== Teks Bacaan ==
JAKARTA, HUMAS MKRI - Mahkamah Konstitusi (MK) menggelar sidang kedua Pengujian Undang-Undang Nomor 11 Tahun 2020 Tentang Cipta Kerja (UU Cipta Kerja) pada Selasa (4/5/2021). Sidang perkara Nomor 5/PUU-XIX/2021 ini dimohonkan oleh Putu Bagus Dian Rendragraha (Pemohon I) dan Simon Petrus Simbolon (Pemohon II) merupakan dua penyandang disabilitas. Dalam perkara ini, para Pemohon melakukan uji formil dan materiil Pasal 24 angka 4, Pasal 24 angka 13, Pasal 24 angka 24, Pasal 24 angka 28, Pasal 61 angka 7, Pasal 81 angka 15, dan Penjelasan Pasal 55 angka 3 UU UU Cipta Kerja terhadap UUD 1945.
Eliadi Hulu sebagai kuasa hukum para Pemohon menyampaikan poin-poin perbaikan. Di antaranya, para Pemohon mencabut pengujian formil karena ingin fokus pada pengujian materil UU Cipta Kerja yang berkaitan dengan hak penyandang disabilitas.

== Bahan Sumber ==
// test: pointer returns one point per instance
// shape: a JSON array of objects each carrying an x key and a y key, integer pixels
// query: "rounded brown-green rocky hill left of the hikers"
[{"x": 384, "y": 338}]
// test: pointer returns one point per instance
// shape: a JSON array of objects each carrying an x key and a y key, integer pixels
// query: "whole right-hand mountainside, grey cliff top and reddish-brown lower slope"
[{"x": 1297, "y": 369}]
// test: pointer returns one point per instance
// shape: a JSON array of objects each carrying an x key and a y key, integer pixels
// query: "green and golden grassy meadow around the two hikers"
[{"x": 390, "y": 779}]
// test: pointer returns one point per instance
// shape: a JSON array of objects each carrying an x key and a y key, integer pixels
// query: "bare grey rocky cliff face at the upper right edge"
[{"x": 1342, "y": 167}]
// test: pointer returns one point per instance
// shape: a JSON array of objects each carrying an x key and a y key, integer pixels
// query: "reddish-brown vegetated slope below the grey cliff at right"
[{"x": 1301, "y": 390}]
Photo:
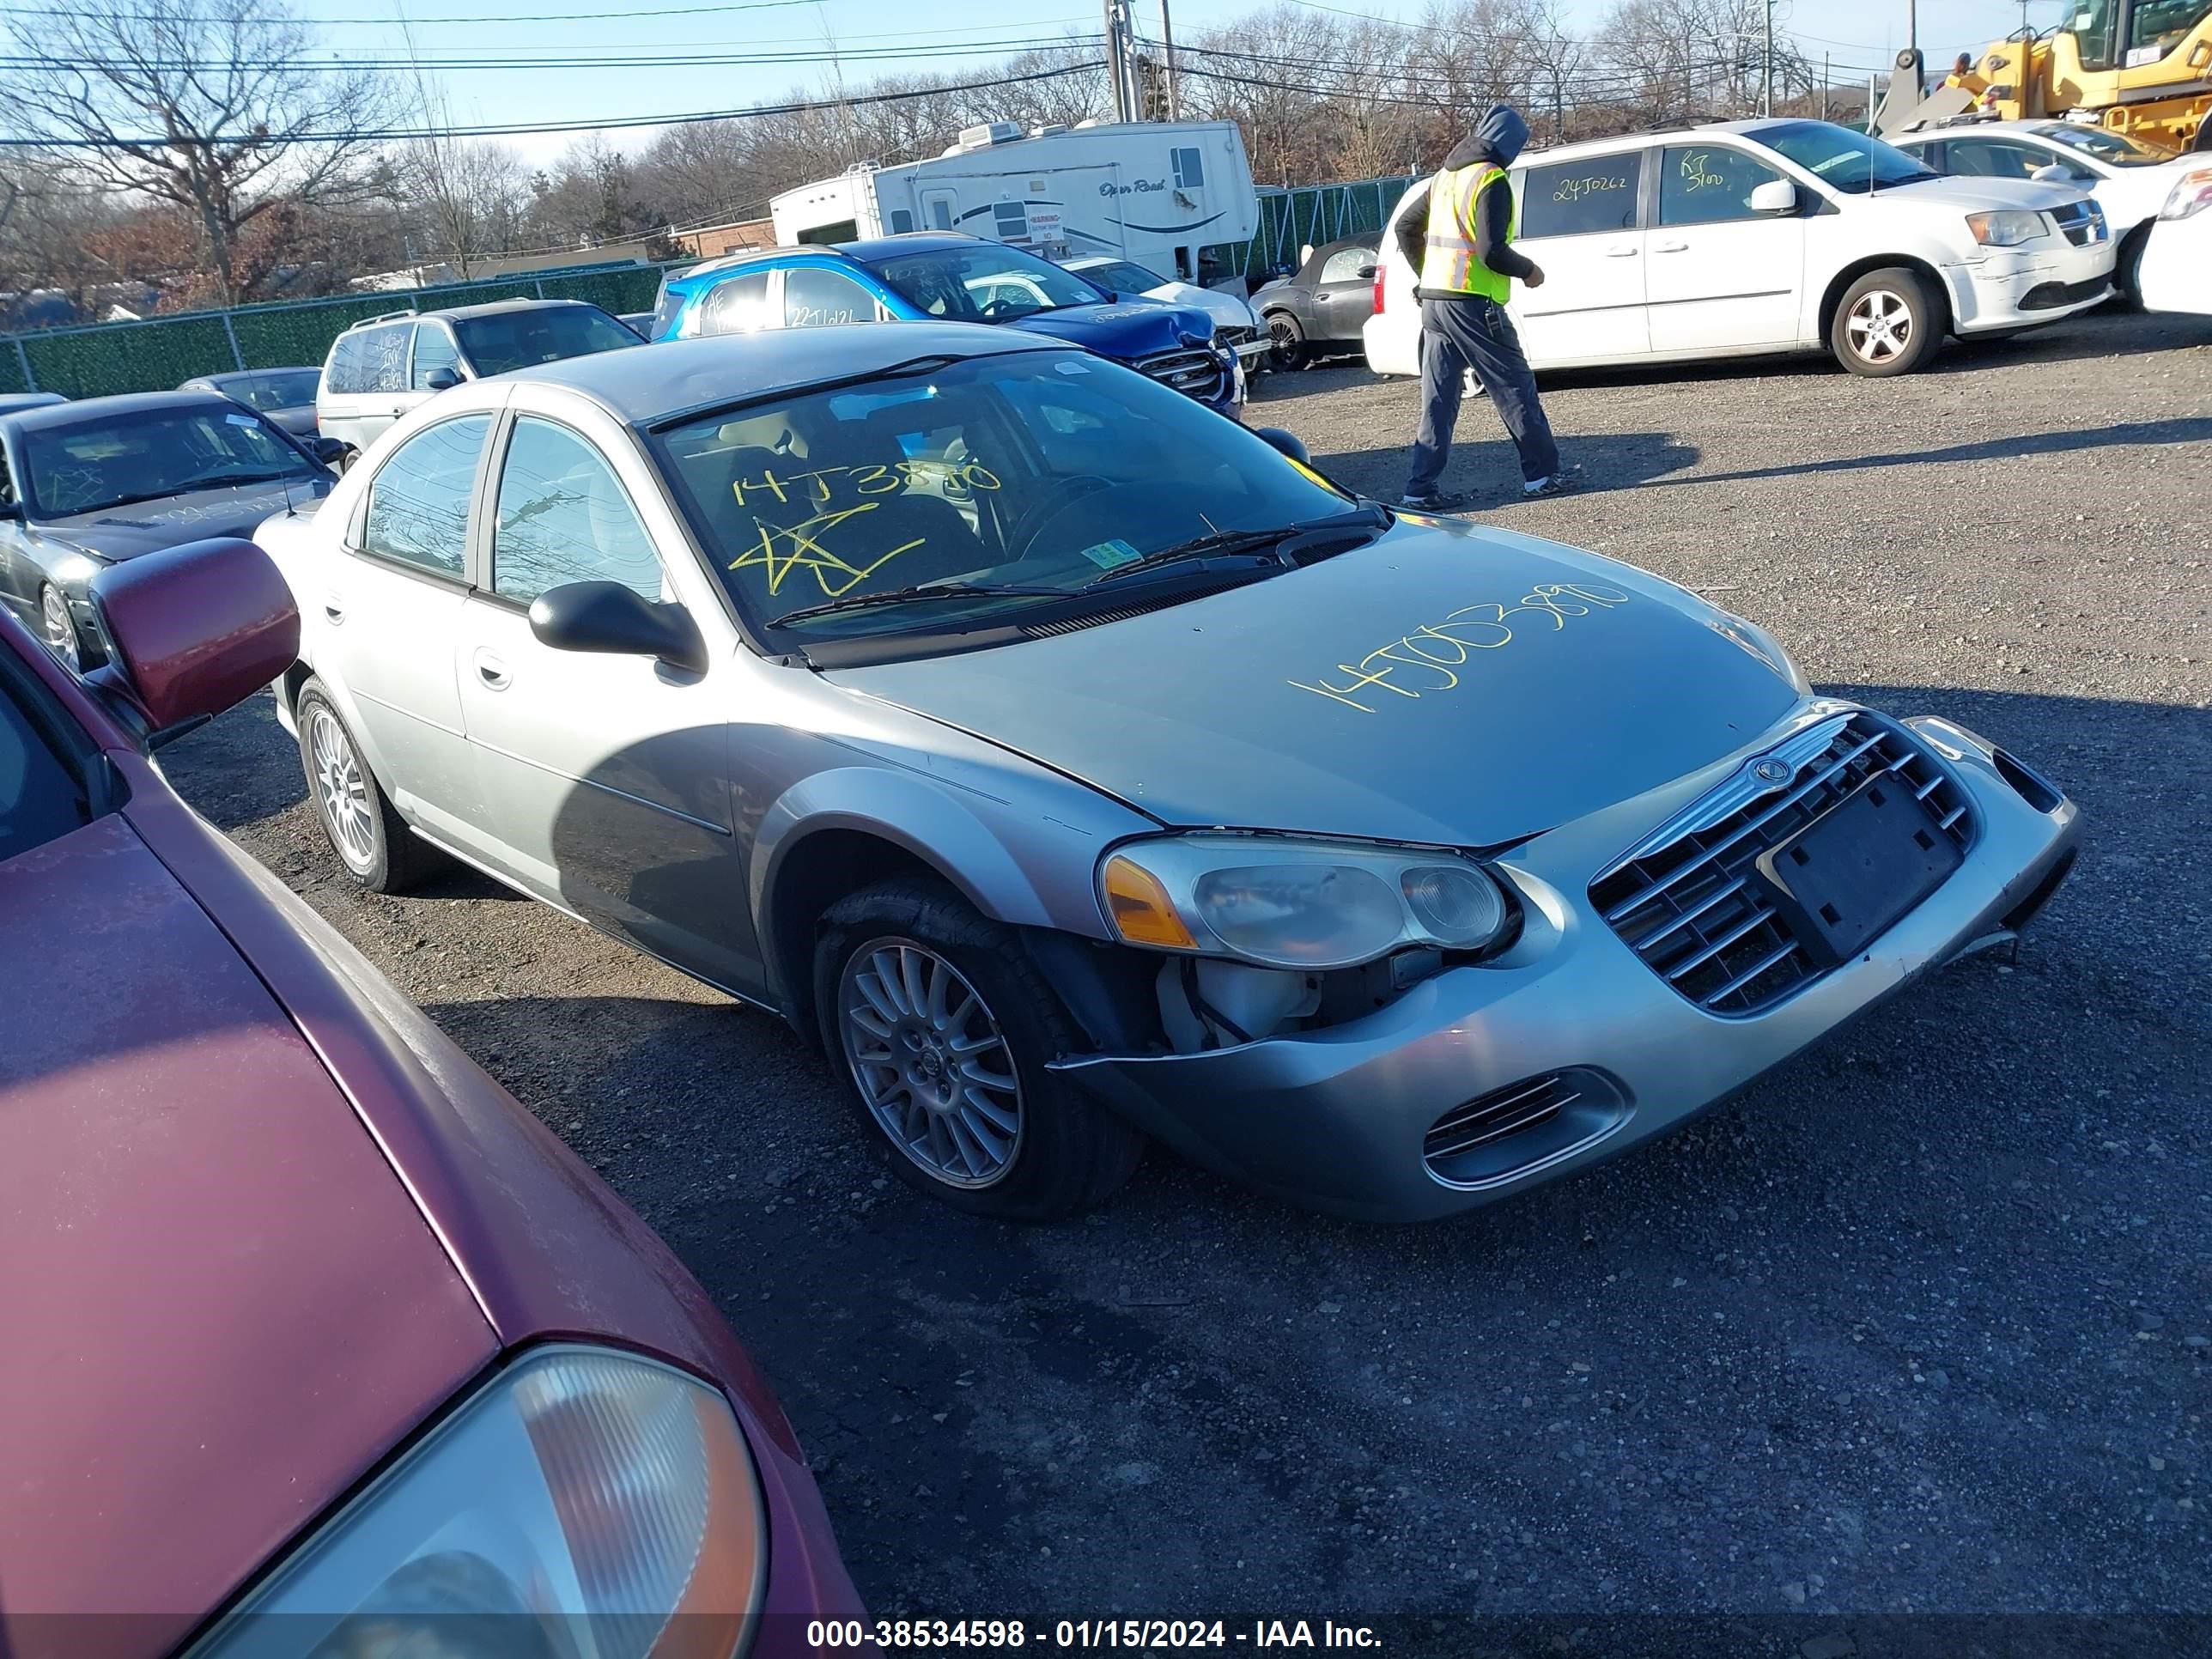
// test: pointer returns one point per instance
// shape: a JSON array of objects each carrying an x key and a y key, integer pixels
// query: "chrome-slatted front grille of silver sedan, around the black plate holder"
[{"x": 1695, "y": 906}]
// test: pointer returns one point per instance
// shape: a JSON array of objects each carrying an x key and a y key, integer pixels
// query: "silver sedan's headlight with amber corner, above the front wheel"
[{"x": 1295, "y": 904}]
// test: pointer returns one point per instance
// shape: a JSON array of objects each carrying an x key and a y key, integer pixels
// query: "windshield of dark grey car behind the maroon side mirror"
[{"x": 152, "y": 455}]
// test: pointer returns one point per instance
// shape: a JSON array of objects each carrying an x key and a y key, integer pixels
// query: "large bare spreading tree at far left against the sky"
[{"x": 205, "y": 105}]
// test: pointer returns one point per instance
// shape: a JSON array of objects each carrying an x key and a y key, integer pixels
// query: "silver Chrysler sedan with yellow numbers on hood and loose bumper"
[{"x": 1078, "y": 766}]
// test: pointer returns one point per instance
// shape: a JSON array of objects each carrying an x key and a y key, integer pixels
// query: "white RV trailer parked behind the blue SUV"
[{"x": 1147, "y": 191}]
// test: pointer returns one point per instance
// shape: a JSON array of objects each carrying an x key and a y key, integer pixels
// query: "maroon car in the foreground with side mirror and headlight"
[{"x": 311, "y": 1337}]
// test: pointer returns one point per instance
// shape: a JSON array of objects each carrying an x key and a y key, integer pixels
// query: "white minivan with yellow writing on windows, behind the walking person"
[{"x": 1784, "y": 236}]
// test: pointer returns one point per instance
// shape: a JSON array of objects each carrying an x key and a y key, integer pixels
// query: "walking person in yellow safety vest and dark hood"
[{"x": 1461, "y": 242}]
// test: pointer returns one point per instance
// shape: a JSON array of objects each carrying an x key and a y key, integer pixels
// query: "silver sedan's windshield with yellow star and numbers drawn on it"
[{"x": 1043, "y": 470}]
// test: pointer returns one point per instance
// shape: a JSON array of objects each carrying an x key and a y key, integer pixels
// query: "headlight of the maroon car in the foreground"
[{"x": 581, "y": 1503}]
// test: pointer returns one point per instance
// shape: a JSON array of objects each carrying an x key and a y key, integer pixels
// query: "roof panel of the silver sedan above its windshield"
[{"x": 674, "y": 377}]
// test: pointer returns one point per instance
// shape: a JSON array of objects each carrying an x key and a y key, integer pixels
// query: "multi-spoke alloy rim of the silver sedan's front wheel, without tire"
[{"x": 930, "y": 1063}]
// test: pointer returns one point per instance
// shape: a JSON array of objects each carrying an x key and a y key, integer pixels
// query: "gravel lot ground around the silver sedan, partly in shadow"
[{"x": 1923, "y": 1324}]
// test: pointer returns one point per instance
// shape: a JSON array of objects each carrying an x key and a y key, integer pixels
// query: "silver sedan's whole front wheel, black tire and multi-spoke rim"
[{"x": 941, "y": 1032}]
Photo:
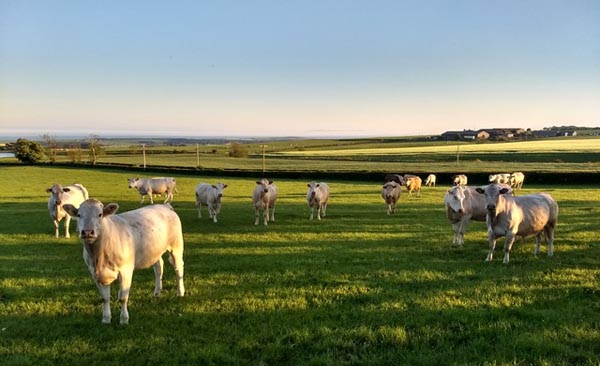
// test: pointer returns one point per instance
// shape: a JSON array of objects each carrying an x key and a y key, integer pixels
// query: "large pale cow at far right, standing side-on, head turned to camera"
[{"x": 509, "y": 216}]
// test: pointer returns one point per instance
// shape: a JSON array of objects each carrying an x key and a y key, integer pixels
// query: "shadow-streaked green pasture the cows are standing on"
[{"x": 357, "y": 288}]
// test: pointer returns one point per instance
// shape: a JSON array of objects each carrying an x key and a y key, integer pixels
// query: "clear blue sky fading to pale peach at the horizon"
[{"x": 297, "y": 68}]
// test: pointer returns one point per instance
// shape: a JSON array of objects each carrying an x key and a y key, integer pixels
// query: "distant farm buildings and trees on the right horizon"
[{"x": 508, "y": 134}]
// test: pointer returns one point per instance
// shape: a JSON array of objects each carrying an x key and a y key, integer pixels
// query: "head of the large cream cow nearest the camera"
[{"x": 89, "y": 218}]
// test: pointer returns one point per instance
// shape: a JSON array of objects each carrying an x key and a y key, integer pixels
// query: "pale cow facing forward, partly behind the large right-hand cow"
[{"x": 463, "y": 204}]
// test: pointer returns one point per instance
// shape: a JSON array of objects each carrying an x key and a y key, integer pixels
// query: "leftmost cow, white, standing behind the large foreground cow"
[{"x": 59, "y": 196}]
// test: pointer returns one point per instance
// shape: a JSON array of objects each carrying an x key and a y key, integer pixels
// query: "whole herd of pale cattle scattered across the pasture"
[{"x": 116, "y": 244}]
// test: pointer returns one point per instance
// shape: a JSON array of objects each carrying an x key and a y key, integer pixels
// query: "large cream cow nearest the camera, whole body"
[{"x": 114, "y": 245}]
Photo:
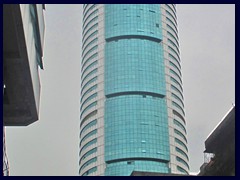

== Tugas A ==
Tolong ringkas paragraf dalam berita sidang UU Cipta Kerja yang diawali "Eliadi Hulu sebagai kuasa hukum" menjadi satu kalimat tanpa menghilangkan fakta utamanya.
== Tugas B ==
Sebutkan seluruh ketentuan UU Cipta Kerja yang diuji para Pemohon menurut teks bacaan.
== Tugas C ==
Teruskan berita tentang sidang pengujian UU Cipta Kerja ini mulai dari kalimat terakhirnya.

== Hasil A ==
Eliadi Hulu, kuasa hukum para Pemohon, menyampaikan perbaikan permohonan, antara lain pencabutan uji formil agar para Pemohon dapat berfokus pada uji materiil UU Cipta Kerja terkait hak penyandang disabilitas.

== Hasil B ==
- Pasal 24 angka 4
- Pasal 24 angka 13
- Pasal 24 angka 24
- Pasal 24 angka 28
- Pasal 61 angka 7
- Pasal 81 angka 15
- Penjelasan Pasal 55 angka 3

== Hasil C ==
“Kami mencabutnya karena ingin fokus pada perjuangan hak penyandang disabilitas dalam perubahan UU a quo. Oleh karena itu, kami ingin fokus pada pengujian materil. Hal ini mengingat telah banyak dari kalangan masyarakat yang mengajukan pengujian formil, namun kami tetap memberikan dukungan penuh atas itu,” sampai Eliadi pada sidang yang dipimpin Hakim Konstitusi Saldi Isra didampingi dua anggota yakni Hakim Konstitusi Wahiduddin Adams dan Hakim Konstitusi Suhartoyo.
Selain itu, para Pemohon juga telah menambahkan alasan permohonan yang memuat tabel perbandingan pasal sebelum dan sesudah adanya perubahan melalui UU Cipta Kerja. Menurut para Pemohon, pasal-pasal hasil perubahan tersebut tidak mengakomodir penyandang disabilitas dalam sarana dan prasarana bangunan gedung.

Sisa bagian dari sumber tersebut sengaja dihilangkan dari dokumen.